_Task prompt_.
Retype everything in the listing, leaving each line exactly as it is.

_Exercise input_.
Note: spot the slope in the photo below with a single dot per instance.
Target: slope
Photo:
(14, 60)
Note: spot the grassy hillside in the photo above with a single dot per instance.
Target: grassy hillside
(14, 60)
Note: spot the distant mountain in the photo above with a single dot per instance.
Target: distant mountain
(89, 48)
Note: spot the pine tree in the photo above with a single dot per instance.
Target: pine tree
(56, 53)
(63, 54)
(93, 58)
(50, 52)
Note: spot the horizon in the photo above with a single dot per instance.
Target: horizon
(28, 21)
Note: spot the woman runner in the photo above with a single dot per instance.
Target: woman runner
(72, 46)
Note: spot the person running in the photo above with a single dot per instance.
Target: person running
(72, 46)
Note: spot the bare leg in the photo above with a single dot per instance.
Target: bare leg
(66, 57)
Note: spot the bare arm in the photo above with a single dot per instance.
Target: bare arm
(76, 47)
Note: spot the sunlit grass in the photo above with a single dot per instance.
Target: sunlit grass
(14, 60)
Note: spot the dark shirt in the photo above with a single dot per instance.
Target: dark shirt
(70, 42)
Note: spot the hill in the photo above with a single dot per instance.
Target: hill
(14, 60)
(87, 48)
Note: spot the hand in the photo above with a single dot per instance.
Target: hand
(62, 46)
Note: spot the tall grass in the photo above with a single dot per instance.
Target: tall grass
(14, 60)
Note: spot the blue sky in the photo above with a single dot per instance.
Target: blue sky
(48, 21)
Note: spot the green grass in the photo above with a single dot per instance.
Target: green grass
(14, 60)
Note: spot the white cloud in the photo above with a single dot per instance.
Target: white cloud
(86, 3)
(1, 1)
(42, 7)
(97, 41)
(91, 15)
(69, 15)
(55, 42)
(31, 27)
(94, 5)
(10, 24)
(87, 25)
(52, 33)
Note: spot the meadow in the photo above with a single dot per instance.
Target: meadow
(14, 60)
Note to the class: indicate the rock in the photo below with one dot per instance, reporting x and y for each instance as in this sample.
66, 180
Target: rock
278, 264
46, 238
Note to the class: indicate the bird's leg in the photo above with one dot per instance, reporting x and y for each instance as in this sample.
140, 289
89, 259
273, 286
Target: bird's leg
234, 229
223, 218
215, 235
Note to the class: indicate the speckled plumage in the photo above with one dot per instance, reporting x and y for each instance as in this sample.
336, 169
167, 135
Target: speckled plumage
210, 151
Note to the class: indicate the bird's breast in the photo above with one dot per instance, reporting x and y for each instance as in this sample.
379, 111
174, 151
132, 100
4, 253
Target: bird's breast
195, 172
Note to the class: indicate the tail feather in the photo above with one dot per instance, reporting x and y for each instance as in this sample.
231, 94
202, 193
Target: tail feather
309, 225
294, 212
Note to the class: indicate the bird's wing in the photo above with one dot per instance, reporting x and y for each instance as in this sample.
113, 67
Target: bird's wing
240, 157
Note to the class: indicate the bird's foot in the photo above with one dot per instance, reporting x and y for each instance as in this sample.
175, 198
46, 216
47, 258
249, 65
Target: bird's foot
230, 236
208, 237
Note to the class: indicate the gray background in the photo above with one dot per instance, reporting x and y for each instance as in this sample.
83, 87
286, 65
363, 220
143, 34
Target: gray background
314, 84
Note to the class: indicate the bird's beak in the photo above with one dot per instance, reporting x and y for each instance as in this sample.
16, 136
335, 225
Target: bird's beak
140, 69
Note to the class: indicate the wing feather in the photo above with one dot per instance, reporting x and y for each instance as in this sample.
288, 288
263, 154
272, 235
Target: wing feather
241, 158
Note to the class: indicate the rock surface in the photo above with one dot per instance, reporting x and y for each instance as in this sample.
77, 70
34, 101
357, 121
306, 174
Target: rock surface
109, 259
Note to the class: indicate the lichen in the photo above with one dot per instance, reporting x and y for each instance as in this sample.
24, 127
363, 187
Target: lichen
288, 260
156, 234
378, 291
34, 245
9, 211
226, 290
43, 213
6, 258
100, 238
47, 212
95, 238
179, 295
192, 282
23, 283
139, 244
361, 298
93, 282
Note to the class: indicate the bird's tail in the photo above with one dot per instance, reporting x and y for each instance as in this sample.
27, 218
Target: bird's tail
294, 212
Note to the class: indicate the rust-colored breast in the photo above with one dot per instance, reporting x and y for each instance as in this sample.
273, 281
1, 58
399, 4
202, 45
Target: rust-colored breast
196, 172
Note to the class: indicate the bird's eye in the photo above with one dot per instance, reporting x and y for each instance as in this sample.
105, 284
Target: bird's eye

_Response_.
Note: spot the slope in the photo below with a single dot per instance.
Target: slope
Photo:
(14, 60)
Note: spot the grassy hillside in the photo above with a single dot per instance.
Target: grassy hillside
(14, 60)
Note: spot the distant mountain in the photo above with a single dot per instance.
Target: distant mountain
(89, 48)
Note: spot the pine tree in the photo above with a single dot per instance.
Target: pine tree
(56, 53)
(63, 54)
(93, 58)
(50, 52)
Note: spot the horizon in the photo above with a single dot per instance.
Target: horizon
(28, 21)
Note: spot the woman runner in the photo above with a single dot per instance.
Target: woman runner
(72, 46)
Note: spot the person running in the photo above with a single dot per instance.
Target: person running
(72, 46)
Note: spot the bare leg in the photo above with a single dot per instance.
Target: bare leg
(66, 57)
Note: spot the bare arm in the photo above with a single dot per instance.
Target: bare arm
(76, 47)
Note: spot the sunlit grass in the photo above with a single dot per instance.
Target: sunlit grass
(14, 60)
Note: spot the dark shirt in the photo above with a single dot per instance.
Target: dark shirt
(70, 42)
Note: spot the hill in the photo above with a single dot per instance.
Target: hill
(14, 60)
(87, 48)
Note: spot the hand in the photo above with a single dot per instance.
Target: hand
(62, 46)
Note: spot the tall grass in the photo above with a single dot per instance.
Target: tall grass
(14, 60)
Note: spot the blue sky in the photo above with a single dot per instance.
Target: blue sky
(48, 21)
Note: spot the green grass in the photo above with a single dot per instance.
Target: green grass
(14, 60)
Note: spot the white cloud in the photo above with a single dot per instance.
Target: white cloud
(86, 3)
(1, 1)
(42, 7)
(97, 41)
(91, 15)
(69, 15)
(55, 42)
(31, 27)
(94, 5)
(10, 24)
(87, 25)
(52, 33)
Note: spot the meadow in the photo above with a single dot per instance.
Target: meadow
(14, 60)
Note to the class: indicate the rock in the photo below with one dot per instance, reporting x and y for each instance as in this sample.
66, 180
Target: rock
278, 264
46, 238
Note to the class: indicate the bird's leg in the photo above with one dot per instance, reporting x and y for each instance as in this sample.
140, 289
89, 259
273, 286
Target: bird's leg
234, 229
223, 218
215, 235
Note to the class: indicate the speckled plumage in the photo above with one dot per instance, reporting x and y for each instance as in this sample.
336, 169
167, 135
Target: speckled plumage
210, 151
Note to the class: indicate the bird's breast in the photo above with one dot per instance, reporting x and y for each instance as in this sample.
379, 111
174, 151
132, 100
4, 253
Target: bird's breast
195, 172
Note to the class: indicate the tail feather in the photo above with one dot per instance, reporting x and y for each instance as in this sample.
231, 94
202, 193
Target: tail feather
309, 225
294, 212
Note to the class: indicate the bird's wing in the photo above with one dot per instance, reporting x and y for each instance as in this sample.
113, 67
Target: bird's wing
240, 157
Note to the class: indicate the bird's foot in the photo above with one dot per instance, reporting x and y for each instance as in this sample.
175, 198
46, 216
47, 258
249, 65
Target: bird's foot
230, 236
208, 237
Note to the class: indicate the gray background in the photo above with one dot per instance, reporting x and y for each instance as in this sample.
83, 87
286, 65
363, 220
143, 34
Target: gray background
314, 84
Note to the class: indicate the bird's beak in the photo above with one dot per instance, reporting x and y for each instance as in this sample.
16, 136
335, 225
Target: bird's beak
140, 69
Note to the class: indicate the wing feather in the photo above with one dot per instance, reporting x and y for each instance as in this sample.
288, 288
263, 154
272, 235
Target: wing feather
241, 158
Note to the class: indicate the rock surface in the photo above with one dot per instance, reporting x and y for each instance as in this sample.
77, 70
34, 101
357, 121
306, 174
Target: rock surface
109, 259
Note to the class: indicate the lichen in the photo above with one dot per instance, reporting x and y for each instance as in this sample.
24, 127
363, 187
Target: lichen
288, 260
156, 234
378, 291
34, 245
9, 211
226, 290
43, 213
6, 258
100, 238
47, 212
95, 238
179, 295
192, 282
23, 283
139, 244
361, 298
93, 282
Note to the class: indicate the bird's tail in the photo above with one dot per instance, reporting x and y for each instance as in this sample.
27, 218
Target: bird's tail
294, 212
Note to the class: indicate the rust-colored breast in the photo above with one dot per instance, reporting x and y for each instance as in this sample.
273, 281
1, 58
399, 4
202, 45
Target: rust-colored breast
196, 172
Note to the class: indicate the bird's eye in the photo above with one dot per instance, reporting x and y for each instance as in this sample.
105, 284
Target: bird's eye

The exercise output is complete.